::: Quoted passage

New Crops for New Industries

Although some new crops will substitute for current crops in the marketplace, many new crops will have little or no displacement effect on current commodities. Nonfood industrial crops can replace petroleum based products or other imports. Potential new industrial uses include biofuels, lubricants, industrial chemicals, waxes, and rubber. Promising new crops include crambe, cuphea, guayule, jojoba, lesquerella, vernonia, meadowfoam, and Stokes aster.

New Crops for Better Diets and Health

New crops represent potential sources of new human foods and livestock feeds with better digestibility and other health benefits. New medicinal crops may assist in the battle with diseases such as cancer and AIDS. Examples of anticarcinogens include vinblastine and vincristine from Catharanthus (Vinca) rosea and Taxol (paclitaxel) from Taxus brevifolia. New plant sources with potentially beneficial HIV properties are being studied.

New Crops for Stronger Rural Communities

One of the most observable benefits from new crops may be the development of processing and packaging in local communities. According to coauthor Dr. Robert L. Myers of the USDA’s Cooperative State Research, Education, and Extension Service, “a benefit to rural communities of new crops is that they have to be raised first on small acreages, so initial processing can be small-scale, typically with input from local entrepreneurs.”

::::::
::: Supplied material

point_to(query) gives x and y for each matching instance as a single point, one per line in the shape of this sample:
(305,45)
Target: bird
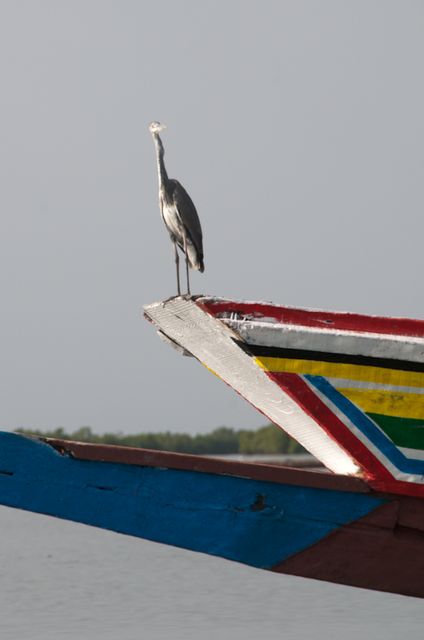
(178,213)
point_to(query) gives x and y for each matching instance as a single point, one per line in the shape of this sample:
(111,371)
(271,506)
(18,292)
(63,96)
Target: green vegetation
(268,439)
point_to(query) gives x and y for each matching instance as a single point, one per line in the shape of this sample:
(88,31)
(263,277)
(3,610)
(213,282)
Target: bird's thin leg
(187,269)
(177,265)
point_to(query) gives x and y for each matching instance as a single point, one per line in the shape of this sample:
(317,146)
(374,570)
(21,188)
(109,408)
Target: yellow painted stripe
(387,403)
(342,370)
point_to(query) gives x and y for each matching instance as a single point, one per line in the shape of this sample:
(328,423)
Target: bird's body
(179,214)
(175,201)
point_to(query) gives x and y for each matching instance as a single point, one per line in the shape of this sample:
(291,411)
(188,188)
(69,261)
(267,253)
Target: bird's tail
(195,260)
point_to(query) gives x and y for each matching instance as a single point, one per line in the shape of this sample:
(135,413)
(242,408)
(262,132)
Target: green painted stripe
(404,432)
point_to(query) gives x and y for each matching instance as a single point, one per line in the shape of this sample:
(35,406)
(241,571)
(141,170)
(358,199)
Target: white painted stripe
(211,342)
(393,470)
(412,454)
(288,336)
(347,383)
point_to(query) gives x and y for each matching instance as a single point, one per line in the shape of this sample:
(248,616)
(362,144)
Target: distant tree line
(268,439)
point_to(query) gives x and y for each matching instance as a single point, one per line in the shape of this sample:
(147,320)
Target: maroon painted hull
(383,550)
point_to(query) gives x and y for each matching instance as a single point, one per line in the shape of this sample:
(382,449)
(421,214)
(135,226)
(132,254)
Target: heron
(178,213)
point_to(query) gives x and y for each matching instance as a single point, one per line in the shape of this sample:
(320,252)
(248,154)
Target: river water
(65,580)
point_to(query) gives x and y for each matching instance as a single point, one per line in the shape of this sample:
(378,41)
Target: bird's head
(156,127)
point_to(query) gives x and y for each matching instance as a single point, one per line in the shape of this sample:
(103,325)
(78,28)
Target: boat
(348,387)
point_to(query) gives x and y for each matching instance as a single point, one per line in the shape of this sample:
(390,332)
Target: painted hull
(304,523)
(348,387)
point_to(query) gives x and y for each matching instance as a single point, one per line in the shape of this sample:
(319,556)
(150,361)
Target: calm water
(64,580)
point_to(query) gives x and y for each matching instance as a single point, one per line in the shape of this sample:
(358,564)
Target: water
(65,580)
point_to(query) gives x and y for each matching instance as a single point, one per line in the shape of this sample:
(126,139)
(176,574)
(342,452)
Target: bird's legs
(177,265)
(187,269)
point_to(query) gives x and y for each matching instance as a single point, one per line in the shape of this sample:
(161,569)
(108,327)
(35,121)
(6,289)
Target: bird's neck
(160,152)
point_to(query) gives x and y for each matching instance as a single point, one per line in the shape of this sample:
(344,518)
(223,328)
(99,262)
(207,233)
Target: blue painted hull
(257,522)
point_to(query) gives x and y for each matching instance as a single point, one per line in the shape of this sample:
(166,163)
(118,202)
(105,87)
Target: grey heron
(178,213)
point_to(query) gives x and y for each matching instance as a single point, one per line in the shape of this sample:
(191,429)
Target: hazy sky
(296,126)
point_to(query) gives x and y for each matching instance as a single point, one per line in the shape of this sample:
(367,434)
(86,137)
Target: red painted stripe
(378,477)
(297,388)
(320,319)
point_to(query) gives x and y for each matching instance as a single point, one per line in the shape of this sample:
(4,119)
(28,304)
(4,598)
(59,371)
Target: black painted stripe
(324,356)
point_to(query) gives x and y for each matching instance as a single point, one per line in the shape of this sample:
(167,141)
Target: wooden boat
(348,387)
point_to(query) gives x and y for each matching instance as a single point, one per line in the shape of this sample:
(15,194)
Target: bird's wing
(188,214)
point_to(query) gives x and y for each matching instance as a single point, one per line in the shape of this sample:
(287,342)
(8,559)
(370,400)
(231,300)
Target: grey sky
(297,128)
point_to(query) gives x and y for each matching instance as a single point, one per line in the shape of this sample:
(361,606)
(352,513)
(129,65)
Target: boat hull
(299,522)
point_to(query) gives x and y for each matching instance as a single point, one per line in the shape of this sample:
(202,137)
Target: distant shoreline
(269,440)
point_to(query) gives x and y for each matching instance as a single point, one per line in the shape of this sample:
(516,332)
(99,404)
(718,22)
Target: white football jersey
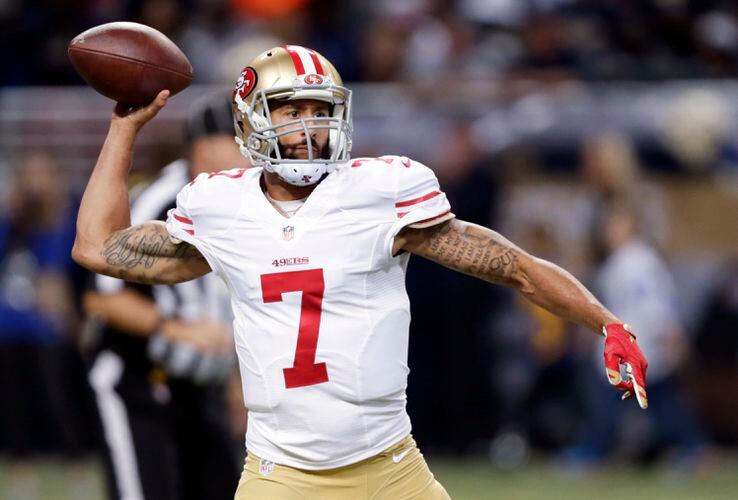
(321,312)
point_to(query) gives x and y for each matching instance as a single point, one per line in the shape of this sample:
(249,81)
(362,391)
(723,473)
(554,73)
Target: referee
(163,353)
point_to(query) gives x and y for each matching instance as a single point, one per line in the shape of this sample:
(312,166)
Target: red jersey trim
(414,201)
(433,218)
(184,220)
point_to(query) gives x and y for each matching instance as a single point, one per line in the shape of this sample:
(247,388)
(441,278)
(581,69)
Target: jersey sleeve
(419,200)
(188,221)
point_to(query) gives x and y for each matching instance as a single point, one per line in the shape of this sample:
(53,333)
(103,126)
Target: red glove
(621,348)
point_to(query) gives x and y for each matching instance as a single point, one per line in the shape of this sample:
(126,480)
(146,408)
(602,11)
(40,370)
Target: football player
(313,246)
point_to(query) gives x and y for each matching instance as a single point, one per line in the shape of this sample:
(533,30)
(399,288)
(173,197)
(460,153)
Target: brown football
(129,62)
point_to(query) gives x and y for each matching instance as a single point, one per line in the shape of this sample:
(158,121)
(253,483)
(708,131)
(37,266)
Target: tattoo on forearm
(472,250)
(143,246)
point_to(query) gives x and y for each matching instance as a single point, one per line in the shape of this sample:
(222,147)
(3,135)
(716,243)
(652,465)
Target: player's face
(293,146)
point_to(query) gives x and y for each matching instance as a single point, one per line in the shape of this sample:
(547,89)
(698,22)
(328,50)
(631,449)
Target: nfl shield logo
(266,467)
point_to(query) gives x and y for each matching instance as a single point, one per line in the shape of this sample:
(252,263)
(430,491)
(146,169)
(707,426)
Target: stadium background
(531,112)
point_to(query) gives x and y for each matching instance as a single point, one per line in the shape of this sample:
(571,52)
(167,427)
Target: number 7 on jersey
(304,371)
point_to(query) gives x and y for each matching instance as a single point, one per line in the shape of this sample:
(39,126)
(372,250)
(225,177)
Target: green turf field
(55,480)
(471,481)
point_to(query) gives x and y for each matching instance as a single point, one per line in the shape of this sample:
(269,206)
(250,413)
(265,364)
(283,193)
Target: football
(129,62)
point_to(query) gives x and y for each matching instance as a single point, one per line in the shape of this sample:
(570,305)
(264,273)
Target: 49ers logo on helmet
(313,79)
(246,82)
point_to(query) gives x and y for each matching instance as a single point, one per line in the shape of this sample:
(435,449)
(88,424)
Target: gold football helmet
(285,73)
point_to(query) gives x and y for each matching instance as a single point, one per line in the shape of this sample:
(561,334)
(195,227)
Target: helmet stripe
(296,59)
(316,62)
(305,60)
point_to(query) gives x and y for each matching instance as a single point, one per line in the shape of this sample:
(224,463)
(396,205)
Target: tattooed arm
(146,253)
(105,243)
(485,254)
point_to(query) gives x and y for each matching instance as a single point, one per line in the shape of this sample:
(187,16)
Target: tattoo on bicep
(144,246)
(473,250)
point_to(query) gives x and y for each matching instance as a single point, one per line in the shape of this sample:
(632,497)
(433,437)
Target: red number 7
(310,282)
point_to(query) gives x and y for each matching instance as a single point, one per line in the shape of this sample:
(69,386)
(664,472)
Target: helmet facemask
(258,137)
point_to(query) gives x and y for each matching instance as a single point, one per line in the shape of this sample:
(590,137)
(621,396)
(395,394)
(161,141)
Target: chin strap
(242,148)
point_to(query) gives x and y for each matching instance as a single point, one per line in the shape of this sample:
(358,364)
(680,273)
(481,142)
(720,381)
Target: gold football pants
(397,473)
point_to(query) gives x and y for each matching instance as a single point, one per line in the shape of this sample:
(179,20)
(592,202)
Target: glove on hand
(621,348)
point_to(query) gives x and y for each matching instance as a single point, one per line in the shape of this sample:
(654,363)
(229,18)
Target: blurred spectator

::::::

* [What this exercise asks]
- 1) Swap "petroleum based products" for "fossil fuel products" and give the passage on new crops again, starting with "Although some new" and going on through "and Stokes aster.".
- 2) List the potential new industrial uses that the passage on new crops names.
- 3) Write what comes next in the passage on new crops, picking up after its last sentence.
These entries were taken from a different source than the passage on new crops.

* [Outputs by task]
- 1)
Although some new crops will substitute for current crops in the marketplace, many new crops will have little or no displacement effect on current commodities. Nonfood industrial crops can replace fossil fuel products or other imports. Potential new industrial uses include biofuels, lubricants, industrial chemicals, waxes, and rubber. Promising new crops include crambe, cuphea, guayule, jojoba, lesquerella, vernonia, meadowfoam, and Stokes aster.

- 2) biofuels, lubricants, industrial chemicals, waxes, rubber

- 3)
Recommendations

Coauthor Dr. Gary D. Jolliff of the Department of Crop and Soil Science at Oregon State points out that competition for public funds dedicated to agricultural research is fierce. “The established commodity programs have a real advantage in that they’re well represented and well able to apply pressure on those who make funding decisions. This is a natural consequence of the federal programs that have dominated U.S. agriculture for the last 40 years. And the poor record of other attempts at developing new crops in this country shows that institutional innovation is the key.”

The CAST task force on diversifying U.S. agriculture made the following recommendations:

  1. The USDA should examine how to support new-crops development through policies and programs, and request from Congress either additional funding or redirection of current funding.
  2. Development incentives should include crop insurance for new crops, guaranteed loans for some, a system of grants for interested farmers and small business, permission to grow new crops on idled land, and the release of new publicly supported cultivars to individuals and institutions devoted to new crops.
  3. A new crops initiative tentatively named the Jefferson Initiative should be created to become the focal program and voice for new-crops development and to serve as an umbrella organization for many types of public-private partnerships aimed at commercialization.
  4. An innovative new research and development entity tentatively named the Jefferson Institute should be created to provide the critical mass of talent and resources needed to strategically boost new crops to a self-sustaining level.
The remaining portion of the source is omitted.